§ INSTRUCTION 1: In the debate excerpt on football club ownership, which clause does Amendment 45 seek to delete?
§ INSTRUCTION 2: Write a continuation of the debate excerpt on football club ownership, picking up after its final sentence.

--- begin GIVEN PASSAGE ---

Without any doubt, the Crown Prince is an owner in the context of the Bill, an owner who exercises influence over the activities of the club as defined in proposed statute and regulation. I understand that, since December, it has been made clear to the Government that any proposal to put the Crown Prince through the detailed due diligence would be resisted. After all, it does not exist in any other sport worldwide, so it would be the first time any country had legislated to that extent for the ownership of a professional club. It would potentially lead to the PIF revising its proposals for a substantial investment in the Newcastle area, or so that is said in the world of sport. I hope that the Minister can dispel that rumour and confirm that nothing of the sort has been said to anyone in Number 10 or DCMS. It would also help the House to know, if the Saudi Crown Prince is to be excluded, whether all state entities are to be excluded from the influence test.
This is the most far-reaching direct political intervention in the running of any sport in the history of this country —a country which once gave the world rules and regulations for sport to be universal, autonomous and self-regulating, in the context of the discussion with the noble Lord, Lord Pannick. It is a historic irony that it should now be our Government to be the first Government to take control of sport. Existing Premier League ownership tests are already onerous, as they should be. The influence test only creates uncertainty, militates against growth and has the potential to be deeply damaging to English football without generating any benefit. I beg to move.
My Lords, I shall speak to my substantial Amendment 45, together with the consequential Amendments 42, 43 and 44. I have followed the Bill closely from the stand—it has been televised on every occasion it has been debated.
My amendment seeks to delete the unnecessary and counterproductive Clause 27, which is prematurely engaged at the very earliest stages of a potential sale and purchase agreement between the seller of a football club and perhaps a number of purchasers. By deleting Clause 27, notification will be engaged only once the parties have reached a conditional agreement and heads of terms and a single preferred bidder has emerged. At that point, Clause 28 would be engaged as in the Bill.

--- end GIVEN PASSAGE ---
--- begin LISTED RECORDS ---

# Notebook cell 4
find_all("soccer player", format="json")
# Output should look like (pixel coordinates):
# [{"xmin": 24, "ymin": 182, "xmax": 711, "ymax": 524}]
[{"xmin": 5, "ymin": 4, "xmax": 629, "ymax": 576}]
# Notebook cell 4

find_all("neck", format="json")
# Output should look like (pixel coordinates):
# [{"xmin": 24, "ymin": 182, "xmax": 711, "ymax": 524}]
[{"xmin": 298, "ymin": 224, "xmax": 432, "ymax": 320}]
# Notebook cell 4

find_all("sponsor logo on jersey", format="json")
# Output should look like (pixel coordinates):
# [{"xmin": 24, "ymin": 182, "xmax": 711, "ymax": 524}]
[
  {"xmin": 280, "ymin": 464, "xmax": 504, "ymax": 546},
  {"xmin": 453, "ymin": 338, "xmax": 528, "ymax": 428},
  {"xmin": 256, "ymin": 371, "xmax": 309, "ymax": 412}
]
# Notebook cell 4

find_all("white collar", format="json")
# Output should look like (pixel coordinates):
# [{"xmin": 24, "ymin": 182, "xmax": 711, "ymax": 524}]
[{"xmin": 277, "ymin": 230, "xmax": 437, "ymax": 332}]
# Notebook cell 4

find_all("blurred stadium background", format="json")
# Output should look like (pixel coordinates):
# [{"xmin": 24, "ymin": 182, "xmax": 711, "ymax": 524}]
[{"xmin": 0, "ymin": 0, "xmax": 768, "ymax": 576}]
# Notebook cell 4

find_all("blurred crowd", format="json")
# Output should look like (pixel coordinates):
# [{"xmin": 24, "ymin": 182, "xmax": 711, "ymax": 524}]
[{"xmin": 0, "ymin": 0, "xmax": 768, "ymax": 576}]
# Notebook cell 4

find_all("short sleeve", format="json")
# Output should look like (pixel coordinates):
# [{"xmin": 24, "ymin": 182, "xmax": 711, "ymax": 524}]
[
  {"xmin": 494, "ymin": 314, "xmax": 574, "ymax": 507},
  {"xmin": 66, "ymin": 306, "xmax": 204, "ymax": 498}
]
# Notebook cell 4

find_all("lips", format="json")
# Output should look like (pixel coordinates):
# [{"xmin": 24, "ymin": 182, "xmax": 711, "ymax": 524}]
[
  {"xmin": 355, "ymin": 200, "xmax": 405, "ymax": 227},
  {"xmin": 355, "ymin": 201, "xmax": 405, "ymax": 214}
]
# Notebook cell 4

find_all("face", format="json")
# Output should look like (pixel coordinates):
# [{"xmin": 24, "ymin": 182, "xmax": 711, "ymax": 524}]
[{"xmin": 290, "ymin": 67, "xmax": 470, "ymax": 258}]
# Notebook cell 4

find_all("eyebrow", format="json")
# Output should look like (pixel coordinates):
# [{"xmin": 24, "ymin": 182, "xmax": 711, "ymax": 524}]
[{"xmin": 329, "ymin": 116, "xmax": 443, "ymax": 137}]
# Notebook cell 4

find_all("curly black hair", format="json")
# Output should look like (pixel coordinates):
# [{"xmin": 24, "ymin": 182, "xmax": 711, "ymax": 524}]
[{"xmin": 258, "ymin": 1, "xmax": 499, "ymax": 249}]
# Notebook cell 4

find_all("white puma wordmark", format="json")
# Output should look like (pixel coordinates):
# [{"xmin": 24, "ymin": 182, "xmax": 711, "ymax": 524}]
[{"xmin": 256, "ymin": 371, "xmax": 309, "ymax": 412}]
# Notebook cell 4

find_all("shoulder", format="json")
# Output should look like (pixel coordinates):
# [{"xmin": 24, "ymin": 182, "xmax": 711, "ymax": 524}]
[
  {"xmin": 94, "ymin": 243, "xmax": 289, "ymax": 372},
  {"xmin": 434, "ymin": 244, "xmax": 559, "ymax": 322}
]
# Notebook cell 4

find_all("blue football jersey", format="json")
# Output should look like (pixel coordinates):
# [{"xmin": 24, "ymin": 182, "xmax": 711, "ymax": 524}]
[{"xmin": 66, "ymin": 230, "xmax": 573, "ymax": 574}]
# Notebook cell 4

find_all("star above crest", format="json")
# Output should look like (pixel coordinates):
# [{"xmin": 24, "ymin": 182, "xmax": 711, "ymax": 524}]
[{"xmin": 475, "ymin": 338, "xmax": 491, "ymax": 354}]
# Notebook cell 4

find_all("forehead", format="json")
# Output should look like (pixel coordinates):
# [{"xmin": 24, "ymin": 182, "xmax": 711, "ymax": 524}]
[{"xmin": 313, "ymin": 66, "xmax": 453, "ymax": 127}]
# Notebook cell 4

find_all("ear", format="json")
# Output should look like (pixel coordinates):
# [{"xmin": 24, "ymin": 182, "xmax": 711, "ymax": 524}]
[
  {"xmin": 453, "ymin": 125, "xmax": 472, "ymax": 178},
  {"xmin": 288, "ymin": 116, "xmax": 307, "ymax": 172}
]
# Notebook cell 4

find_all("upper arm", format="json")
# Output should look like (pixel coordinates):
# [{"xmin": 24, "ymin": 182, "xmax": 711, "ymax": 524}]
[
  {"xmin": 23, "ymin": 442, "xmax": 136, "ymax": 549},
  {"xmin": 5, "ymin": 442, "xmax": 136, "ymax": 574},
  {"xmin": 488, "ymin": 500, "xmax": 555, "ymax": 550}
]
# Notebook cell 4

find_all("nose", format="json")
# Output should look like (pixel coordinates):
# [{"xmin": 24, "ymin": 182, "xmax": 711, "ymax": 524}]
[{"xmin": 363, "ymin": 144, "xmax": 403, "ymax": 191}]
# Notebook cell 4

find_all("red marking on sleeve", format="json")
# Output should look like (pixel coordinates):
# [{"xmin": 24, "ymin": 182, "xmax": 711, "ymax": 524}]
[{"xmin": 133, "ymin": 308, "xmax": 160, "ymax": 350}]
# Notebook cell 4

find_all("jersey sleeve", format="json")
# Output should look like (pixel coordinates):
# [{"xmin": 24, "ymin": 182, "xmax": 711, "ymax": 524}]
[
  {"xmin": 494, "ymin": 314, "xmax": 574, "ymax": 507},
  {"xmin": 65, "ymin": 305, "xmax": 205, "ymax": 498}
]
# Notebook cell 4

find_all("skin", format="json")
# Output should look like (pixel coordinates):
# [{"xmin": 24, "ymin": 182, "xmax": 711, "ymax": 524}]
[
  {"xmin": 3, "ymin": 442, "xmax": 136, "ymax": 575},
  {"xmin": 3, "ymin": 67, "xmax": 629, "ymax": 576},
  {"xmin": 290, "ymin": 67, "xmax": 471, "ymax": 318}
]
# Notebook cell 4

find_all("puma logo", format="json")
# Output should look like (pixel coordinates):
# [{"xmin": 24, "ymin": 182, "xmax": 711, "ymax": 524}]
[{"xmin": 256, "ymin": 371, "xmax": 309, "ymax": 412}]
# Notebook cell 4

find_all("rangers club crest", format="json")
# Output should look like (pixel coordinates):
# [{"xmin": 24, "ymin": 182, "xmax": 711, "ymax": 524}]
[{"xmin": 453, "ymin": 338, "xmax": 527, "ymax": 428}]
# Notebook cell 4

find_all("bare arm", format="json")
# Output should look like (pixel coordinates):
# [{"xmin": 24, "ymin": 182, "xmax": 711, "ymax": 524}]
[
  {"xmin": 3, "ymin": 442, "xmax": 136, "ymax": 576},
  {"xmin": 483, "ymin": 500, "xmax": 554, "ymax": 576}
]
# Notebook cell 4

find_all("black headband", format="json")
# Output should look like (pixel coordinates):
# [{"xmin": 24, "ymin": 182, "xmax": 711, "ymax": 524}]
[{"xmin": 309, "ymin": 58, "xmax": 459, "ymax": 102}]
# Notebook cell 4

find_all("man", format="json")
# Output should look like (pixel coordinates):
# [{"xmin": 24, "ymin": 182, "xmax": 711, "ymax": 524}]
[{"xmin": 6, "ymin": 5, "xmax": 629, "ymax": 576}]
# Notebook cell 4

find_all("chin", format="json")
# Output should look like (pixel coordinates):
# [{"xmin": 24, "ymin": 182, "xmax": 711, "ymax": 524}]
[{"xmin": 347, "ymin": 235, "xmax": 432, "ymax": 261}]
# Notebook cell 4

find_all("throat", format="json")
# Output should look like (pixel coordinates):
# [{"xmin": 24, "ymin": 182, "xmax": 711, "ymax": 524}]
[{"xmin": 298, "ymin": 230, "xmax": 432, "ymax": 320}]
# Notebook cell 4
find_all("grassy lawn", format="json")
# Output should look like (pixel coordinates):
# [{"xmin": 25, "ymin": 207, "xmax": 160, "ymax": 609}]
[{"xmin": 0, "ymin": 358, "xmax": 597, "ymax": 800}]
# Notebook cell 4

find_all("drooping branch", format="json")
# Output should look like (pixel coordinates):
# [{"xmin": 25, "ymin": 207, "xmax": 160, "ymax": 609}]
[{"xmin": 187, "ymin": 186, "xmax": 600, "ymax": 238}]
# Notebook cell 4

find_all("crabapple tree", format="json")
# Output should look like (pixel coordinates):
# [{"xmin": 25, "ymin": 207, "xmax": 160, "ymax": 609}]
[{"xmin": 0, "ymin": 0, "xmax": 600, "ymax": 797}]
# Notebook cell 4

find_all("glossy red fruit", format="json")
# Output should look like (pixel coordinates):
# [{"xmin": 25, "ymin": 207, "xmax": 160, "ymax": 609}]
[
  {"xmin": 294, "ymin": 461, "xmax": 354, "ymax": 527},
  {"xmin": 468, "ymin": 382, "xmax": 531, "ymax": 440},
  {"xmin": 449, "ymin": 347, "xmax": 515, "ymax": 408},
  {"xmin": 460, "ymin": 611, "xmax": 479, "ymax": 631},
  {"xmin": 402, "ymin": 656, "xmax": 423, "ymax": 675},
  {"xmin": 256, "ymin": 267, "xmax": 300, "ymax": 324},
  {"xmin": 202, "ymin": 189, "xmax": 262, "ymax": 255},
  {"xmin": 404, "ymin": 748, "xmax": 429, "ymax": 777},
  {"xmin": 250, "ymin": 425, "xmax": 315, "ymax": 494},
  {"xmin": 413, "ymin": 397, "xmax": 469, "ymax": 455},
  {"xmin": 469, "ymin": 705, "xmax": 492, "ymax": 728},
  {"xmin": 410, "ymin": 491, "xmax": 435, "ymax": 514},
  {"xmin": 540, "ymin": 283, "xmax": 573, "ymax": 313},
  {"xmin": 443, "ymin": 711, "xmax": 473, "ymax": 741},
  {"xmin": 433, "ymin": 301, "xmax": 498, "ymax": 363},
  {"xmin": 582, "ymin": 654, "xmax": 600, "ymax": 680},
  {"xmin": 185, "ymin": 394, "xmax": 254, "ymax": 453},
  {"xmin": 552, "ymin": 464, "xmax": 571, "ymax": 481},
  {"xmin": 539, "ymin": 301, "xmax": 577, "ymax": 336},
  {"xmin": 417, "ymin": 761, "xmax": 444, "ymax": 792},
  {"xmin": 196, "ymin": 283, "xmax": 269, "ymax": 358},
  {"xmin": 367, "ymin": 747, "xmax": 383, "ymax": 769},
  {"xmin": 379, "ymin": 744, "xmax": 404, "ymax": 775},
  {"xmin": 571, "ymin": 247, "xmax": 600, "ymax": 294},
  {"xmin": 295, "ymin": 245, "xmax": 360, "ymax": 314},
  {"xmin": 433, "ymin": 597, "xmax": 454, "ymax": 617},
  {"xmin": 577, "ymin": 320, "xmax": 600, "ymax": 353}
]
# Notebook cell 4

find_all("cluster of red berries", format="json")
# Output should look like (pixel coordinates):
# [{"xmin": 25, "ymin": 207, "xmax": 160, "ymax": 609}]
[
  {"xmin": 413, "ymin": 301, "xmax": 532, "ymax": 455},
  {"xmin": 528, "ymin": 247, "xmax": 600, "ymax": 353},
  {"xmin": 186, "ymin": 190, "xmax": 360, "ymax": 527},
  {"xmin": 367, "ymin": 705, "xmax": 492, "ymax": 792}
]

--- end LISTED RECORDS ---

§ EXERCISE OUTPUT 1: Clause 27

§ EXERCISE OUTPUT 2:
Football is a game of dreams, and some dream so hard that they want to own their own club. In a small way, I am one of those people. Back in 1932, my grandfather was an Olympic athlete, and he was known as Flying Fuller. Back then, he answered a small advertisement in the Eastern Daily Press and acquired 250 shares in the Norwich City Football Club. When he passed away 40 years ago, I inherited those shares. I have enjoyed attending the annual general meetings and generally being a keen observer of how the business of football operates ever since.
From that 40-year perspective, I can tell noble Lords how clubs change hands, and it is not how the Bill contemplates. The Bill anticipates that, at some point, someone dreams big and they need to submit themselves to the IFR so that an army of Rachels can measure them up for the sheepskin coat, which is the particular uniform that owners of football clubs tend to wear. Forget for a moment that time might be of the essence, that they might be subject to an HMRC winding-up order or that there might be other cash flow issues; even before the seller can open the books, the purchaser needs to have been vetted by a civil servant.
How have we come to this place? This is not how deals work. Unless the books are opened, how could the purchaser even know whether the deal was feasible? Then, unless the purchaser was qualified, the seller could not open those books for fear that person was a charlatan. Noble Lords can see the jeopardy here.
Quite simply, the new law, and Clause 27 in particular, would prevent buyer and seller being put together. This Bill purports to stop clubs going bust, but the actions of the Bill would ensure that they did.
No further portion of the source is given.